**Lesetext:**
____________________

By 4. Juli 2014Allgemein

Ist es eigentlich gerecht, wenn ein und dieselbe Sache je nach Landstrich, in welchem man sich gerade in Deutschland befindet, anders ausgeurteilt wird? Oder sogar das Verfahren individuell gestaltet wird?

Jüngst durfte ich wieder einmal im Kölner Einzugsgebiet verteidigen. Prinzipiell verteidige ich gerne in dieser Gegend – die Leute sind meist fröhlich und witzig, als wenn das ganze Jahr über Karneval wäre. Wie schon im letzten Blogpost ging es auch diesmal wieder um Trunkenheit am Steuer und die Fahrerlaubnis. Wie ein solches 08/15-Verfahren abzulaufen hat, steht in der Strafprozessordnung (StPO), die gilt für jedes Bundesland gleichermaßen. Getreu den Regeln dieses Gesetzes ging es auch zunächst los: Der Mandant sagte kurz etwas zu seiner Person, der Staatsanwalt verlas im Stehen die Anklageschrift und der Mandant durfte sich nach einer Belehrung, dass er nichts zu sagen brauche zur Sache äußern. Brav sagte der Mandant das, was zu sagen war (und ließ das weg, was er nicht sagen sollte), ließ sich befragen, ein Zeuge wurde auch vernommen. Bis dahin alles im grünen Bereich. Bis die Richterin dann den Staatsanwalt fragte: „Was machen wir denn jetzt mit ihm?“ Diskutierten kurz über die Vorstrafen und Eintragungen in der Flensburger Punktekartei und beratschlagten über eine Entziehung der Fahrerlaubnis. Wohlgemerkt: Richterin und Staatsanwalt diskutierten. Wir wurden keines Blickes gewürdigt. Beide einigten sich auf eine Geldstrafe von 30 Tagessätzen und keine Entziehung der Fahrerlaubnis, aber ein

Fahrverbot von drei Monaten (Parallele zum gestrigen Blogpost: auch dieses wäre dann schon vorüber). „Okay, machen wir dann mal so“, sagte die Richterin, kritzelte was nieder und verkündete im Sitzen das zuvor aufgeschriebene Urteil. „30 Tagessätze und 3 Monate Fahrverbot. Hier ist der Führerschein.“ Kein Plädoyer, kein letztes Wort des Angeklagten, kein Aufstehen, keine Begründung des Urteils. „Verzichten Sie auf Rechtsmittel?“ wurde ich verdutzt gefragt, aber sagte kurz „ja“, weil das Urteil absolut super und das beste, was je zu erreichen gewesen wäre, war. Dennoch war ich ein klein wenig über das Kölner Speckgürtellandrecht verwundert.

____________________

(Extrahierte Datenzeilen)
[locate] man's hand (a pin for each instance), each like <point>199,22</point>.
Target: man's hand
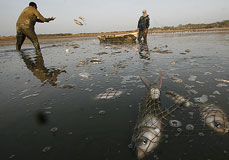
<point>52,18</point>
<point>138,30</point>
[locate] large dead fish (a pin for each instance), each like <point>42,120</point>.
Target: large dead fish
<point>214,117</point>
<point>78,22</point>
<point>110,93</point>
<point>147,131</point>
<point>149,126</point>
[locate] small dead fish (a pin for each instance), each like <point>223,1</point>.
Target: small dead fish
<point>110,74</point>
<point>214,117</point>
<point>153,89</point>
<point>178,99</point>
<point>96,61</point>
<point>78,22</point>
<point>65,86</point>
<point>222,80</point>
<point>149,136</point>
<point>110,93</point>
<point>84,75</point>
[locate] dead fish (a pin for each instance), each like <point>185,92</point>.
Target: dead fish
<point>78,22</point>
<point>178,99</point>
<point>83,19</point>
<point>214,117</point>
<point>222,80</point>
<point>110,93</point>
<point>110,74</point>
<point>147,131</point>
<point>65,86</point>
<point>155,89</point>
<point>96,61</point>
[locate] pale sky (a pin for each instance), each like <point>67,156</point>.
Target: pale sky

____________________

**Ihre Aufgaben:**
a) Geben Sie aus dem Lesetext alles von „Fahrverbot von drei“ bis hinunter zu „Kölner Speckgürtellandrecht verwundert.“ wortgetreu aus.
b) Beantworten Sie anhand des Lesetexts:
(i) In welchem Gesetz steht, wie ein solches Verfahren abzulaufen hat?
(ii) Auf wie viele Tagessätze Geldstrafe einigten sich Richterin und Staatsanwalt?
(iii) Wie lange sollte das Fahrverbot dauern?
Die Zeilen oben werden hierfür nicht benötigt.

**Antworten in Reihenfolge:**
a)
Fahrverbot von drei Monaten (Parallele zum gestrigen Blogpost: auch dieses wäre dann schon vorüber). „Okay, machen wir dann mal so“, sagte die Richterin, kritzelte was nieder und verkündete im Sitzen das zuvor aufgeschriebene Urteil. „30 Tagessätze und 3 Monate Fahrverbot. Hier ist der Führerschein.“ Kein Plädoyer, kein letztes Wort des Angeklagten, kein Aufstehen, keine Begründung des Urteils. „Verzichten Sie auf Rechtsmittel?“ wurde ich verdutzt gefragt, aber sagte kurz „ja“, weil das Urteil absolut super und das beste, was je zu erreichen gewesen wäre, war. Dennoch war ich ein klein wenig über das Kölner Speckgürtellandrecht verwundert.

b)
(i) In der Strafprozessordnung (StPO).
(ii) Auf 30 Tagessätze.
(iii) Drei Monate.